Task: Output exactly the lines from the one with "Pin every instance of the wood" through the last line of the data below, both included, and nothing more.

Extracted material:
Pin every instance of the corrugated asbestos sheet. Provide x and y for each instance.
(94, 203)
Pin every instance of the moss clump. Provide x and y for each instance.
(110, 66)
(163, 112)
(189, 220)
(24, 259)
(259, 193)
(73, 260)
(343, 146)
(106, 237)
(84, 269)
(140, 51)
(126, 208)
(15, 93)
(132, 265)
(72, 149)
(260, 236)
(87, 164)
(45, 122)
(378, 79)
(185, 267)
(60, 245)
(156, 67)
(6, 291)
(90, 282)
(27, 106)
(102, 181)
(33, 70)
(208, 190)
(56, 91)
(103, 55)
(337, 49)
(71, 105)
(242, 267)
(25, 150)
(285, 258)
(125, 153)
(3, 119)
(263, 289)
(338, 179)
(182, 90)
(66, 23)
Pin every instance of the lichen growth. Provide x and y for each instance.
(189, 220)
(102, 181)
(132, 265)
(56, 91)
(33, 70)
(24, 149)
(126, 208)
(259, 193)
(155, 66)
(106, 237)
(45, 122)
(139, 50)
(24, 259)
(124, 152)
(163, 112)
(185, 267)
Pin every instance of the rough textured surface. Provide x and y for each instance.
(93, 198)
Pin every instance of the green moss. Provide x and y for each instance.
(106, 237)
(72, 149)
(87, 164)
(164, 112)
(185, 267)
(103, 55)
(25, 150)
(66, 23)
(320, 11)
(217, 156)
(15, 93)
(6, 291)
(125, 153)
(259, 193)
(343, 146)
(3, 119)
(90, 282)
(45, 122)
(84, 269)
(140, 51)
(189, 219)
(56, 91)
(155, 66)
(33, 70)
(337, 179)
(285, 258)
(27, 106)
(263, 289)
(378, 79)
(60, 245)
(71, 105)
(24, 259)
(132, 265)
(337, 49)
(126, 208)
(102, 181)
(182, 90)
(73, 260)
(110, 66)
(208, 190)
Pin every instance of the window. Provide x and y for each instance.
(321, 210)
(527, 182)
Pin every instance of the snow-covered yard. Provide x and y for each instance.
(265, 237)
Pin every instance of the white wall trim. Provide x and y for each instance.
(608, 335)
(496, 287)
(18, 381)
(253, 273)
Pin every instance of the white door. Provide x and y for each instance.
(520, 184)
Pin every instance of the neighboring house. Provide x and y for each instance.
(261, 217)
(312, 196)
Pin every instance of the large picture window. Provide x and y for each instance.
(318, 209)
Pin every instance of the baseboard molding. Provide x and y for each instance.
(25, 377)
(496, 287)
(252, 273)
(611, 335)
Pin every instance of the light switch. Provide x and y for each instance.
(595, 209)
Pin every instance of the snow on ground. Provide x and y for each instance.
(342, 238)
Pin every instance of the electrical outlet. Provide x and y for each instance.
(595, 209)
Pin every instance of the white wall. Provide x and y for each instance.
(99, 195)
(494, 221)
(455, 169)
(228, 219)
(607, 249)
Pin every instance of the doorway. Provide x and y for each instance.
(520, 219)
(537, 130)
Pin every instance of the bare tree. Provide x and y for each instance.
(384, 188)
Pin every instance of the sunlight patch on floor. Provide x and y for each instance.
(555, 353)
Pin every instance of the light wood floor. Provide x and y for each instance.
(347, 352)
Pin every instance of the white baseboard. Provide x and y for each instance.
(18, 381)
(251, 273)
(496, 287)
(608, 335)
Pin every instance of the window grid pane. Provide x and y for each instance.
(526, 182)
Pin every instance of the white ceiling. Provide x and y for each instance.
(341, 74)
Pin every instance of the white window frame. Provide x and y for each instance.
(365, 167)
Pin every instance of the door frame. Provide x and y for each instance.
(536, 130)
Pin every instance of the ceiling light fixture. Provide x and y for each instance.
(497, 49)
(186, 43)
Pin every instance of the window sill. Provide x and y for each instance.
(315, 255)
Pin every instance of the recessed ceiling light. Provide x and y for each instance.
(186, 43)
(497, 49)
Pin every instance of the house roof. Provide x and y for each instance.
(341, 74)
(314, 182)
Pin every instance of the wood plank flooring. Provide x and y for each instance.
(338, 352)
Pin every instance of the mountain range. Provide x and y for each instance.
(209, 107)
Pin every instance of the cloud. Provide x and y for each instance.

Solved problem:
Pin every instance of the wood plank flooring. Provide x and y for each instance.
(338, 352)
Pin every instance of the mountain range. Provide x and y for each instance.
(209, 107)
Pin every instance of the cloud. Provide x and y for each instance.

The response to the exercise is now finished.